Excerpt to read |

- Opening Delimiter -

TRACING THE HISTORY OF "CLIFFORD ALGEBRA"

In 1950, while majoring in physics at Columbia U., I read about Clifford Algebra in a book written by the British astronomer and "founder of astrophysics", Sir Arthur Eddington (1882-1944). (Eddington's South American observations of a solar eclipse provided the first confirmation of Albert Einstein's controversial General Theory of Relativity.)

In his book, Eddington said, "I cannot believe that anything so ugly as multiplication of matrices is an essemtial part of the scheme of nature."

(Mathematical physicist, N. Salingaros, says: "Eddington apparently defined the real Majorana [spinor] matrices (actually an equivalent set) before Majorana; he introduced the now standard g4 notation, and also the concept of chirality; he investigated the group structure of the Dirac algebra; and he defined the complex Clifford algebra over an eight-dimensional space which appears today in formulations of supersymmetry and supergravity.")

However, it seemed that no Columbia math or physics prof could tell me anything about Clifford Algebra. But then I was told that the French-American mathematician, Claude Chevalley, was writing a paper on Clifford Algebra. However, when I innocently asked about "an elementary introduction to Clifford Algebra", Chevalley began spluttering and almost had an "attack". (Apparently there was no elementary introduction to Clifford Algebrta until I developed one.)

I searched for leads on this for 30 years, writing many many letters to mathematicians who should know.

I didn't realize, from reading Eddington, that Clifford united the work of W. R. Hamilton and Hermann Grassmann. At age 17, I had read about Hamilton in Men of Mathematics by Eric Temple Bell (1883-1960). Bell devotes a chapter to Hamilton and praises his early work, but makes him appear to be a drunken recluse who fudged something called "quaternions". This prejudiced me (and others) and diverted my search until the following occurred.

In 1981, I learned that a French mathematician, M. Riesz, (following the lead of physicist, Arnold Sommerfeld (1868-1951)) had lectured on Clifford Algebra in 1958 at the University of Maryland at College Park. Then I learned that an American physicist, David Hestenes (now at Arizona State University), had learned from Riesz and started writing about Clifford Algebra.

A second opinion on the importance of this subject was given by a Cambridge U. crystallographer, Simon L. Altman, published (in a Mathematical Association of America journal, Mathematics Magazine, December, 1989), "Hamilton, Grassmann, Rodrigues, and the Quaternion Scandal -- What went wrong with one of the major mathematical discoveries of the nineteenth century?" Unfortunately, Altman does not mention Clifford, but does describe the basic mathematics.

- Closing Delimiter -

Work instruction 1 |
Answer these questions about the Clifford Algebra history, each on its own line:
(a) In what year did the writer read about Clifford Algebra in Eddington's book?
(b) Where did M. Riesz lecture on Clifford Algebra in 1958?
(c) In which journal did Altman's article on the quaternion scandal appear?
Work instruction 2 | Write a continuation of the Clifford Algebra history, picking up after its final sentence.

Dataset records |
- Opening Delimiter -

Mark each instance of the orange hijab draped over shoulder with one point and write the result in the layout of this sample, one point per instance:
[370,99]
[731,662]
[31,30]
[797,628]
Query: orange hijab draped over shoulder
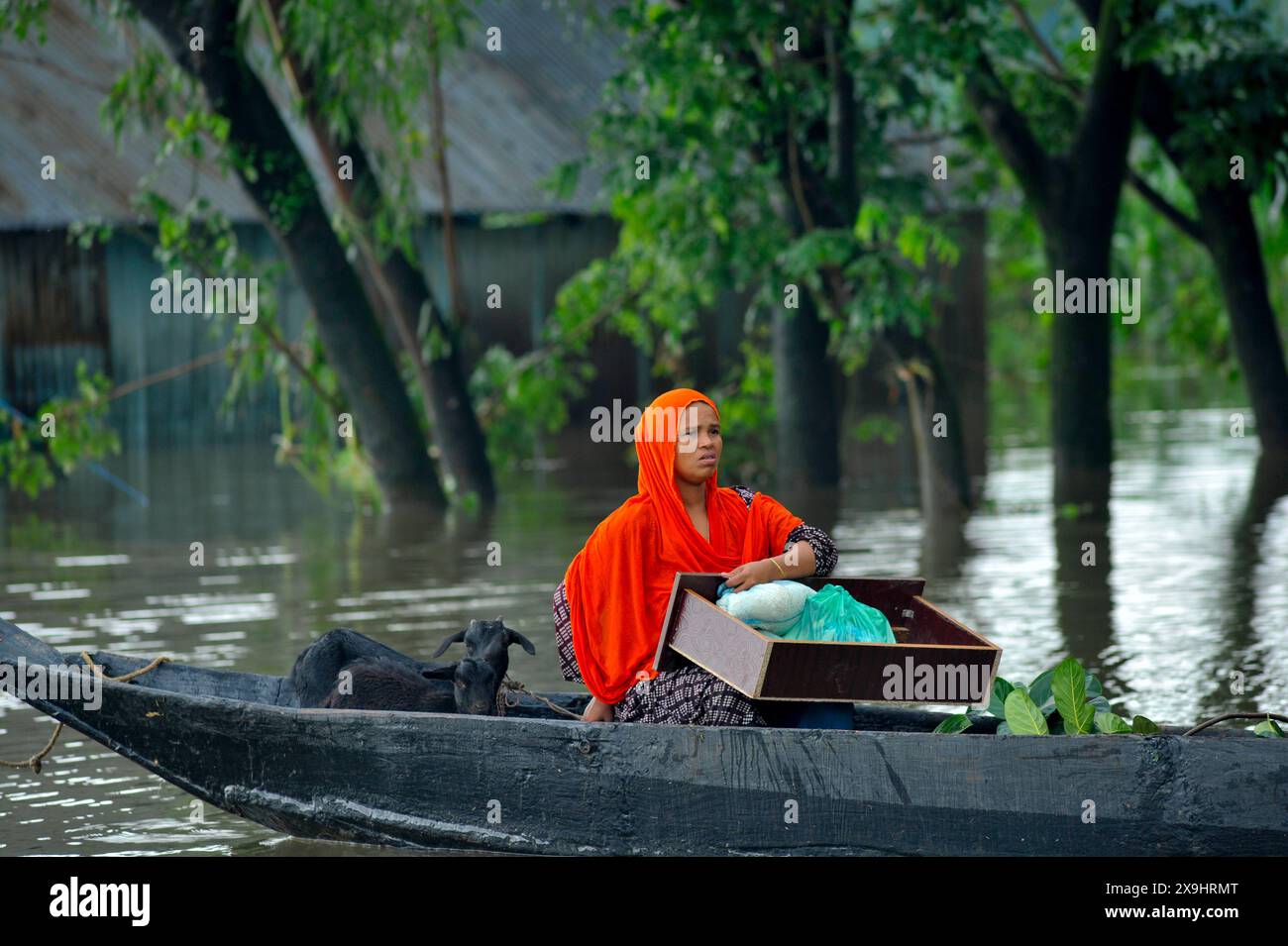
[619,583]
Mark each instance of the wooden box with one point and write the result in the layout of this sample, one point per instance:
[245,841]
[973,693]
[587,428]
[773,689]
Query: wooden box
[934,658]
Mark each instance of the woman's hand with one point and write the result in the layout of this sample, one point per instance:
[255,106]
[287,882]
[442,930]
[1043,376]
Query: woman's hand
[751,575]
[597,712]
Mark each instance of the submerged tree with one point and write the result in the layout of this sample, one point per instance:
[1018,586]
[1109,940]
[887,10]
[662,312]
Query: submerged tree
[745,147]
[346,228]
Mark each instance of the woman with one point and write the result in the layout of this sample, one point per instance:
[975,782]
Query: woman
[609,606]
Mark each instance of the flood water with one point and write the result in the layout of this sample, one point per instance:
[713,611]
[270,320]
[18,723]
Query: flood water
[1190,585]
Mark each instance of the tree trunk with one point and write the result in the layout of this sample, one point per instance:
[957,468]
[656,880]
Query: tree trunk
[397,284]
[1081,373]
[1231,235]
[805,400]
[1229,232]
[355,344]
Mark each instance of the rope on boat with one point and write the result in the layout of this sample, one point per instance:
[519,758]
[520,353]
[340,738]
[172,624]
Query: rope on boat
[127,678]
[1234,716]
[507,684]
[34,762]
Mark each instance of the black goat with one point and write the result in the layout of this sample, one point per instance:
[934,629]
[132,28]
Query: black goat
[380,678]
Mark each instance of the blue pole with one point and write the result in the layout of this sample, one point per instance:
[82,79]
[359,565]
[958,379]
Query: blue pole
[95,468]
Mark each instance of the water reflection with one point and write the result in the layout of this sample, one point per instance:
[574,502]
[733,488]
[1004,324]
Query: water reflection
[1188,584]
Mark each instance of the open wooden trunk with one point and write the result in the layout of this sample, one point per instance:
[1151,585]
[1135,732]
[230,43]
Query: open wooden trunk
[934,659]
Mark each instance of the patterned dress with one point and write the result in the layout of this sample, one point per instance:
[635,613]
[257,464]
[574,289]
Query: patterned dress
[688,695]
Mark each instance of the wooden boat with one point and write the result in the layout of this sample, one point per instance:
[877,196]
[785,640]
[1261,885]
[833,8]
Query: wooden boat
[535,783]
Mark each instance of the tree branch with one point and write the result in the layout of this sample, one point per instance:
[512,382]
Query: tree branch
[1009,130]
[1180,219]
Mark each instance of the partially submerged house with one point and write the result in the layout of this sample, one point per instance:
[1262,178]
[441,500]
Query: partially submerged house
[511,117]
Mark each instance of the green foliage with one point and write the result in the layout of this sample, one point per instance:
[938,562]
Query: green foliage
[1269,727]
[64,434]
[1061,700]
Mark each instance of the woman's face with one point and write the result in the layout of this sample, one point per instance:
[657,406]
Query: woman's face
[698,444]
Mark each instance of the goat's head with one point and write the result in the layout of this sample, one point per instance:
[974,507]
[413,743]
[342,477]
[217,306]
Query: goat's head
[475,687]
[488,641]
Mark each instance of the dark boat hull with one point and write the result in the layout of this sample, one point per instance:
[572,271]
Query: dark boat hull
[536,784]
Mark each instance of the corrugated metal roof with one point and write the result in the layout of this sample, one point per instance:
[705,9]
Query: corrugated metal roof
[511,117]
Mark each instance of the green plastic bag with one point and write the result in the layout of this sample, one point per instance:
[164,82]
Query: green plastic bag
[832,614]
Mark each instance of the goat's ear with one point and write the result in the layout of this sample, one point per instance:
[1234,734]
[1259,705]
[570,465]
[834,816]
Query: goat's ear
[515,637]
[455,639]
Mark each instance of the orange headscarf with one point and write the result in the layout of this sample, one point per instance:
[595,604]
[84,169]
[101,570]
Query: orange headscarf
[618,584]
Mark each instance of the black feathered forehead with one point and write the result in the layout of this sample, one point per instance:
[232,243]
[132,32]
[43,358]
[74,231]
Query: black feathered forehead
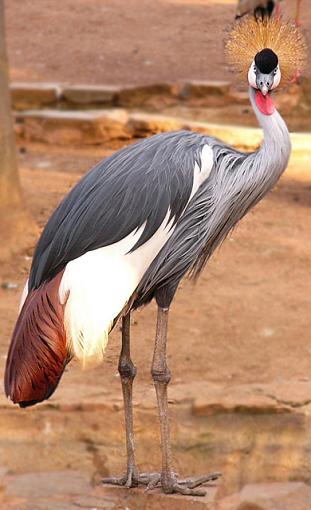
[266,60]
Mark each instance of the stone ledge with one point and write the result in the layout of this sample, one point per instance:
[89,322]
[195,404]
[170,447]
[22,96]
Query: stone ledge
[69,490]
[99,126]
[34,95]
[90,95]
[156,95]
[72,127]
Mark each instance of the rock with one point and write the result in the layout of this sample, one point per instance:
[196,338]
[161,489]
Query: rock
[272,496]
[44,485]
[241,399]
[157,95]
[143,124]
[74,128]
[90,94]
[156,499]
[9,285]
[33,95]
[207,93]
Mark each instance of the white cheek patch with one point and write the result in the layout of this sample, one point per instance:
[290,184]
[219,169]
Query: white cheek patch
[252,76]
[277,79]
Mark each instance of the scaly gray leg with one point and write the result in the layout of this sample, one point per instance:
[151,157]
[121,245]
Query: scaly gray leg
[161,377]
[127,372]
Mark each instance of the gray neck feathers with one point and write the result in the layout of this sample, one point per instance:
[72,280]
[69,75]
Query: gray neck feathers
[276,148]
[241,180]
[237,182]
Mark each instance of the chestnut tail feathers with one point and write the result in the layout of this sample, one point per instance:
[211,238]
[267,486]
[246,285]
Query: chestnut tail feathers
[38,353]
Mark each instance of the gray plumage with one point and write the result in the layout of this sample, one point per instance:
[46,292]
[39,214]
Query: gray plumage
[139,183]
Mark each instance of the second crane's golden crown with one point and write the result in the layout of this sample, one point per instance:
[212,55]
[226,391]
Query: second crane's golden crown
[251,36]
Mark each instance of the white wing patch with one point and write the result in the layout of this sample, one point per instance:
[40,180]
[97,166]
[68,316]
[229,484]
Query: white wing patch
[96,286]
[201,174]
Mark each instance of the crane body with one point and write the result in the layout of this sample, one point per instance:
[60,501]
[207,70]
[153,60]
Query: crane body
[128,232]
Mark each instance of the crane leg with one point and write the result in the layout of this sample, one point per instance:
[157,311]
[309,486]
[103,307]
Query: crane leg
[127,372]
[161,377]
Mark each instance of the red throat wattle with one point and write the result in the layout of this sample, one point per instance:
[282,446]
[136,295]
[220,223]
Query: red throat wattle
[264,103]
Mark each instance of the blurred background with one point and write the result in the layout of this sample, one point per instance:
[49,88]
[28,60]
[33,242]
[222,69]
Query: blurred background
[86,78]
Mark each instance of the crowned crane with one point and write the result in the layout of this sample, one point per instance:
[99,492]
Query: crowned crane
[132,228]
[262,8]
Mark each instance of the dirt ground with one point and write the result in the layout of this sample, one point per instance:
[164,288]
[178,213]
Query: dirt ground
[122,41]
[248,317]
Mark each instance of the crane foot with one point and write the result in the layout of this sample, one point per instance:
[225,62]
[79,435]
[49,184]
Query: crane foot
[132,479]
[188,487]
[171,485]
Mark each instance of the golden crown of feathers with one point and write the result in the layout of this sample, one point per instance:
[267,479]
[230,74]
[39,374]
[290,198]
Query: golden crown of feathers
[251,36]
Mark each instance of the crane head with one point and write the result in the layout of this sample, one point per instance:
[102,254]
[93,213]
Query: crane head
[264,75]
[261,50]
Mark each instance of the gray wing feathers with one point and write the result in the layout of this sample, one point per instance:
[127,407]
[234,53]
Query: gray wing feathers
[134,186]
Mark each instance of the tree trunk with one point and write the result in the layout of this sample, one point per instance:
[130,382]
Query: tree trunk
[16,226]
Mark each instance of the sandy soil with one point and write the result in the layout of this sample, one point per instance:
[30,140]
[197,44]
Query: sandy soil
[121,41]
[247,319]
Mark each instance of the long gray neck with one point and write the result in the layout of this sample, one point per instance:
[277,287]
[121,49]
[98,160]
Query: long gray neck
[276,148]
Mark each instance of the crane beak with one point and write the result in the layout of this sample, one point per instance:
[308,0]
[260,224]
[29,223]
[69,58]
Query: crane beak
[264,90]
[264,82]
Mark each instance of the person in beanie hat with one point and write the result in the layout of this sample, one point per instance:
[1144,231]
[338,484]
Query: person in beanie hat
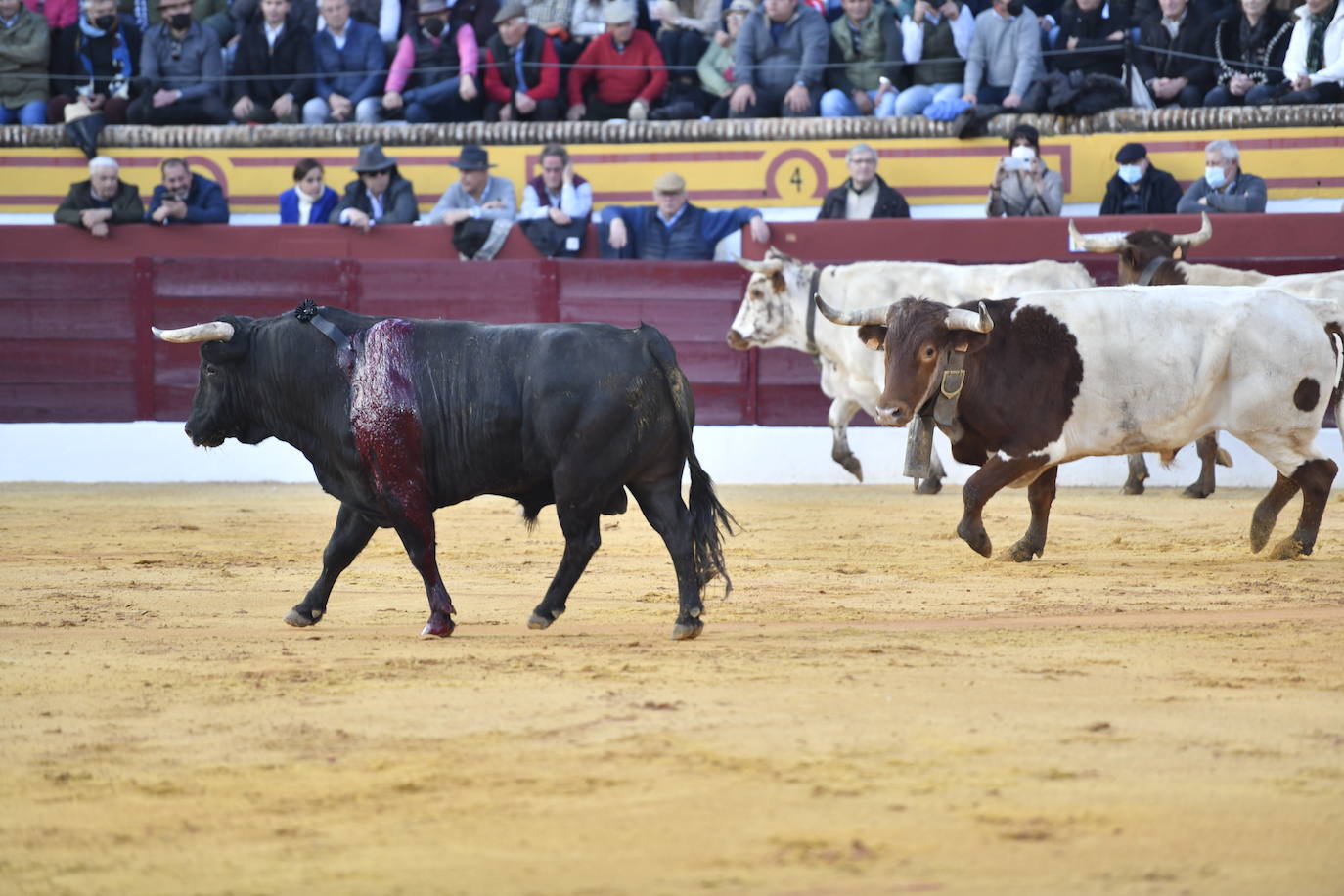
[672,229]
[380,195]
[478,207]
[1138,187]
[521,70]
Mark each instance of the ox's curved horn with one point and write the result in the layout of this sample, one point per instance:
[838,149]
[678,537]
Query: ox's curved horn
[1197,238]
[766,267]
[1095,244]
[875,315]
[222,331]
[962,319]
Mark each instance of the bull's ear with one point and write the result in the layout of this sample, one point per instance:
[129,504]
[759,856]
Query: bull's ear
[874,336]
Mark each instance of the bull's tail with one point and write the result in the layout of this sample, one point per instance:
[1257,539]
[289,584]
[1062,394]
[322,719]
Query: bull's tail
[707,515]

- Closing Delimiter -

Output 1 |
(a) 1950
(b) At the University of Maryland at College Park
(c) Mathematics Magazine, a Mathematical Association of America journal (December 1989 issue)

Output 2 |
Before William Clifford (1845-1879), we have:


Olinde Rodrigues (1794-1851) was born in France, but his Portuguese Jewish ancestry denied him access to the École Polytechnique, avenue to mainstream French mathematics. He was educated in mathematics at École Normale and became a banker (helping to develop the French railway system), while making mathematics his lifelong recreation. According to Altman, in 1840, Rodrigues published an equation in direction cosines covering all cases of rotation, including a "spinor-type" formula in direction cosines of half-angles. This pape also initiated the study of transformation groups, later attributed to Jordan, Klein, and Lie. There is a fundamental differential equations formula which characterizes orthogonal functions attributed to Rodrigues. And there is an important equation in Mechanics credited to Rodrigues. Rodrigues is ignored to the student's peril.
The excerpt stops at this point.